▶ _Problem description_: Search the listing below for the string "thin", then copy every line it appears in.

▶ _Data to use_:

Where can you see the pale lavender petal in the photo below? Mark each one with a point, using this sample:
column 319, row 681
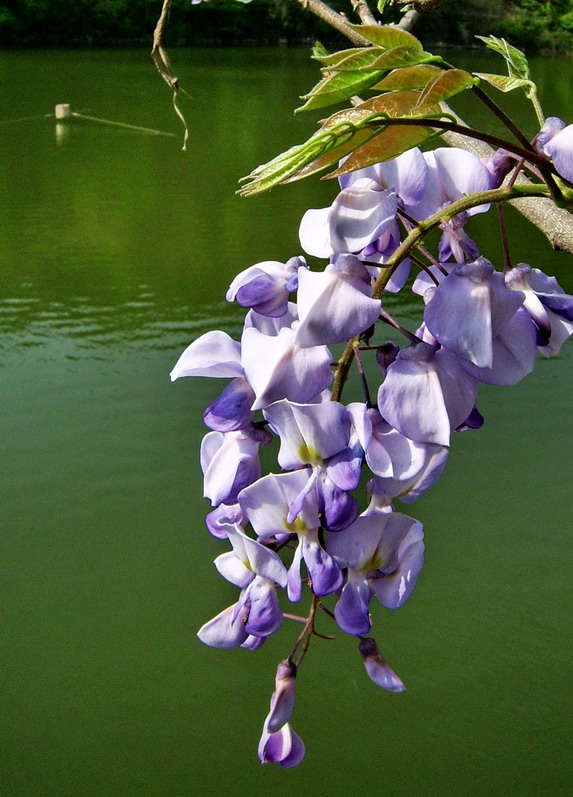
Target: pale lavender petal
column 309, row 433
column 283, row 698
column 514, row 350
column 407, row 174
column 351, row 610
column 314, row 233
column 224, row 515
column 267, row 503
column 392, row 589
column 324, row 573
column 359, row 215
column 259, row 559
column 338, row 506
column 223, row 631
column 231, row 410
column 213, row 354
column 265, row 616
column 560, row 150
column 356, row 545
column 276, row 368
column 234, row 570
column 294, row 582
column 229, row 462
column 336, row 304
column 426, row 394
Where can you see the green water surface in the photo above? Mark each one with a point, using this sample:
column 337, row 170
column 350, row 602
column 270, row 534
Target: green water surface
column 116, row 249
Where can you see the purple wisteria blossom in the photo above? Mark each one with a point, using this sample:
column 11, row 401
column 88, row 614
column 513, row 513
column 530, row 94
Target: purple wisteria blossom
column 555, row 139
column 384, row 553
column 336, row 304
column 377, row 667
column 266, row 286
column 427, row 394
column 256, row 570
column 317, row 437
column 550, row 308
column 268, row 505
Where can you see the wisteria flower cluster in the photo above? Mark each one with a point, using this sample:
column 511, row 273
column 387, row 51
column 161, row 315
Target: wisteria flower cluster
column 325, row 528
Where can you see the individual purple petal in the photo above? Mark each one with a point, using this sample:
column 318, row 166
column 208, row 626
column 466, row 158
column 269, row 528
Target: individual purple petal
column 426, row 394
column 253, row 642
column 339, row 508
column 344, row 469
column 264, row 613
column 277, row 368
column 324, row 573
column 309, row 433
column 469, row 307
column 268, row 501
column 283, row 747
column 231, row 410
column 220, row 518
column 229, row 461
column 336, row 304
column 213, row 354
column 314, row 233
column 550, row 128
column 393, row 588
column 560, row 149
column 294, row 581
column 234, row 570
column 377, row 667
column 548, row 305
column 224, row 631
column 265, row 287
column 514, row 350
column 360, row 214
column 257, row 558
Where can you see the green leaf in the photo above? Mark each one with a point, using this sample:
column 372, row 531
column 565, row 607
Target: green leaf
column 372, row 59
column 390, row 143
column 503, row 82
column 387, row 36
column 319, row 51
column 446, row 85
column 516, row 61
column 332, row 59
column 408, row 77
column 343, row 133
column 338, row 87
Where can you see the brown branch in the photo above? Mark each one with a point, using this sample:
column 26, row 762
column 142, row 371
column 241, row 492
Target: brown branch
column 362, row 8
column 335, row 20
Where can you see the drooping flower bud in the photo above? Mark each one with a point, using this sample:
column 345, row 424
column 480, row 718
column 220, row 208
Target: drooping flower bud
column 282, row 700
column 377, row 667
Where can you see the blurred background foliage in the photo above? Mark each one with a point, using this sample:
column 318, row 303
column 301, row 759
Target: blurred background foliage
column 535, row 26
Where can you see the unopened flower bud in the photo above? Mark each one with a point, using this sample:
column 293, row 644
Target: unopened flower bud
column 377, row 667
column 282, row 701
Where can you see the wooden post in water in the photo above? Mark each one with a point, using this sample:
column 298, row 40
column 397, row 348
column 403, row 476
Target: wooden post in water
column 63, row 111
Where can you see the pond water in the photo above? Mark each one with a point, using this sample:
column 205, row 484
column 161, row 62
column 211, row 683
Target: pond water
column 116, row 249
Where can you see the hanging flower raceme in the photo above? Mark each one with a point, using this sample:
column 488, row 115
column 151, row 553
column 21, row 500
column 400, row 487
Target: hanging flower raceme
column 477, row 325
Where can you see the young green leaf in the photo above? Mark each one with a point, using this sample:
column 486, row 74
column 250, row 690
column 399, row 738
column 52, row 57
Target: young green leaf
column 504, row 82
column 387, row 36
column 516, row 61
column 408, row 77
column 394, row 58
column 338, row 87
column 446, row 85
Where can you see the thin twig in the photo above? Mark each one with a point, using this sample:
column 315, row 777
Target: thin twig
...
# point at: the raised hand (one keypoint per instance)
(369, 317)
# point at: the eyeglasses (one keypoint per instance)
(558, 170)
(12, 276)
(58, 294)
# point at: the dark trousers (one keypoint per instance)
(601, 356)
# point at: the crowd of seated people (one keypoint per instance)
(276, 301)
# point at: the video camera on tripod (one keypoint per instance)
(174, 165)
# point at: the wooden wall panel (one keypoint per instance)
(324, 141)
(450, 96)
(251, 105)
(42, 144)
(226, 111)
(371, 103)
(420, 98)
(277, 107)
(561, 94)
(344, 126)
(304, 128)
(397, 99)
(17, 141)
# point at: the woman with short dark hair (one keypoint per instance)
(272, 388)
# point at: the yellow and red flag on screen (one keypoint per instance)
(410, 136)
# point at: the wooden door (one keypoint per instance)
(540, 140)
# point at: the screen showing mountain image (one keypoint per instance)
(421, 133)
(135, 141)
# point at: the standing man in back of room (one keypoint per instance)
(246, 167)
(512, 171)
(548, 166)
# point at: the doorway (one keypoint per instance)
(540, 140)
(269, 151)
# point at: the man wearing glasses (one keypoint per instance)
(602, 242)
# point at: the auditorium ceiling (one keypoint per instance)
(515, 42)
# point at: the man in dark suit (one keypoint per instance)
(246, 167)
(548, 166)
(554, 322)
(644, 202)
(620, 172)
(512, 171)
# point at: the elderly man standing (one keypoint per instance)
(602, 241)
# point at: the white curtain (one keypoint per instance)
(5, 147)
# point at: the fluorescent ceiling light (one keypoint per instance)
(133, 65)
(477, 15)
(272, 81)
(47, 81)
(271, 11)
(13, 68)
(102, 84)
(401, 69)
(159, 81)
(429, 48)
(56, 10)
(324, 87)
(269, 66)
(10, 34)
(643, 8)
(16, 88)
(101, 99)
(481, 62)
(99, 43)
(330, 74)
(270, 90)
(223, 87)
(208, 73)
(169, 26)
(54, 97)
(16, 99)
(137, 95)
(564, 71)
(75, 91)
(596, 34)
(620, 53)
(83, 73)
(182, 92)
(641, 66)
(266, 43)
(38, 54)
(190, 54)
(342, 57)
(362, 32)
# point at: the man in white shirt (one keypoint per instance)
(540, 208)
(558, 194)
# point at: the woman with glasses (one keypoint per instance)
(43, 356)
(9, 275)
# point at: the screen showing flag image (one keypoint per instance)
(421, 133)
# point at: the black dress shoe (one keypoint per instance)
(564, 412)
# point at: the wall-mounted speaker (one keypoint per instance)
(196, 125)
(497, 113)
---
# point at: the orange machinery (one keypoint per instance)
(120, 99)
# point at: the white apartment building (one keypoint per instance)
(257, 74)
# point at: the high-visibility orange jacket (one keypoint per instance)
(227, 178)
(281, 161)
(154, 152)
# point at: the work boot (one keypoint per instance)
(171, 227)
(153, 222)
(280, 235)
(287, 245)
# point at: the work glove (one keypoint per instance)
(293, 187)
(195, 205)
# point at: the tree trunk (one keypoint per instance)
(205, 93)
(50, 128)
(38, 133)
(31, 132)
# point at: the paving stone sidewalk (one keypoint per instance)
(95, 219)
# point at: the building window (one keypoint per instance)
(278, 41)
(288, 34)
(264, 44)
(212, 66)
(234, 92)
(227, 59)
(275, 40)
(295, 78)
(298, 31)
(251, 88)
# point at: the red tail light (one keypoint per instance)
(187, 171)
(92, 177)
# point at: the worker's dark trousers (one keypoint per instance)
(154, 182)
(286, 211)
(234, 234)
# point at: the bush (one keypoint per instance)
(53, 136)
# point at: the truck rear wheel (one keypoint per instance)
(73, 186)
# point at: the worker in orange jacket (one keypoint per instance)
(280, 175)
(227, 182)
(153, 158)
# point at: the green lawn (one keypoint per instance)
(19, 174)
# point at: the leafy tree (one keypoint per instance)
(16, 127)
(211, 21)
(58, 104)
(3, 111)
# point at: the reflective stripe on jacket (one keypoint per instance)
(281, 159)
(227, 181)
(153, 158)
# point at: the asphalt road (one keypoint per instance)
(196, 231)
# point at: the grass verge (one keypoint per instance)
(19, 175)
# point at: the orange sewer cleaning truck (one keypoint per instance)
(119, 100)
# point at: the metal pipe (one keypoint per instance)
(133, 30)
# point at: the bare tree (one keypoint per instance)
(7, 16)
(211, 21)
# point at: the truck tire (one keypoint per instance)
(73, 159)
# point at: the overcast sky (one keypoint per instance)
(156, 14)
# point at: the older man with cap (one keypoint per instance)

▶ _Your response_:
Where can you see the thin twig in the photo above? Mark each one with a point, using this sample:
Target: thin twig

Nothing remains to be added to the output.